= Beginning of Section =

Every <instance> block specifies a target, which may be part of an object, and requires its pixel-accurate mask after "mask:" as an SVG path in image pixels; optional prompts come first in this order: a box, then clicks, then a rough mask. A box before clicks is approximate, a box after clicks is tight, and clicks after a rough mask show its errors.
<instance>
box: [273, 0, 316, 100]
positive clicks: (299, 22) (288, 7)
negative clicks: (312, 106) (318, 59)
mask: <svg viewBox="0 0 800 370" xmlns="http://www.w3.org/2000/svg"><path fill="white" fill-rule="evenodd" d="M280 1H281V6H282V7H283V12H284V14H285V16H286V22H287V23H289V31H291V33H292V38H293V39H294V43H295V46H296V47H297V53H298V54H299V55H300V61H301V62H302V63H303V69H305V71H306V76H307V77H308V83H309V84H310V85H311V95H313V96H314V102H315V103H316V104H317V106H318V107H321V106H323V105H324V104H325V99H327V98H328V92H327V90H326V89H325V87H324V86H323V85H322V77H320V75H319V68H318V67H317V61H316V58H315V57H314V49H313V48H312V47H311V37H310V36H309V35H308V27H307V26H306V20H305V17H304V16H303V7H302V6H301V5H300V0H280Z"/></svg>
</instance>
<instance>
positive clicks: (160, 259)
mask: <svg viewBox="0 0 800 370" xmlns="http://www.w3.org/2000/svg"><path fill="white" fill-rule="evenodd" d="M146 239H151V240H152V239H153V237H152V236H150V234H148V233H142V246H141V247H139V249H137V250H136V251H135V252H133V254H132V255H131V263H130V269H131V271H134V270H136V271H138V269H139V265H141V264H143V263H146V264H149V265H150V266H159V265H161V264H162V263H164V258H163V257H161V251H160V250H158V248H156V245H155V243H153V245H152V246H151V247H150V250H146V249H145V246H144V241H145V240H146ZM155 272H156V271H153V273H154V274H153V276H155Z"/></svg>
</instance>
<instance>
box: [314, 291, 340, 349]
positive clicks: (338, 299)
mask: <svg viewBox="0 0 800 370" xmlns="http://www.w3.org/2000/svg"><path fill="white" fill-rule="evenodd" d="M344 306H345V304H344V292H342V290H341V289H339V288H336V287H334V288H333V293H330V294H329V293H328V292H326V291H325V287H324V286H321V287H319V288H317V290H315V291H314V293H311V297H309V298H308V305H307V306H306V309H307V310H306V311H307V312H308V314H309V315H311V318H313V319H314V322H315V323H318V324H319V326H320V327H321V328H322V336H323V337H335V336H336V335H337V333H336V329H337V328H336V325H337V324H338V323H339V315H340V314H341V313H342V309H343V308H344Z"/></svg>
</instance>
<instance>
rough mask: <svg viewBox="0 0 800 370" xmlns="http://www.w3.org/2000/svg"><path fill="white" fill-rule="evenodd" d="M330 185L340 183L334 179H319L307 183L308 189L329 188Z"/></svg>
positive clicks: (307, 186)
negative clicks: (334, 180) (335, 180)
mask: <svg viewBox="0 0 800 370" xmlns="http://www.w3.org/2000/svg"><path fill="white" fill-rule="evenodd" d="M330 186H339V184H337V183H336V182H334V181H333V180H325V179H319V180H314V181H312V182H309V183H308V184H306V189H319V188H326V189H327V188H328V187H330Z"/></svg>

= End of Section =

• **Your goal**
There is a run of lines above from the one with "rough mask: <svg" to the one with "positive clicks: (307, 186)"; print exactly that run, both ends included, and nothing else.

• **Answer space**
rough mask: <svg viewBox="0 0 800 370" xmlns="http://www.w3.org/2000/svg"><path fill="white" fill-rule="evenodd" d="M330 185L340 183L334 179H319L307 183L308 189L329 188Z"/></svg>
positive clicks: (307, 186)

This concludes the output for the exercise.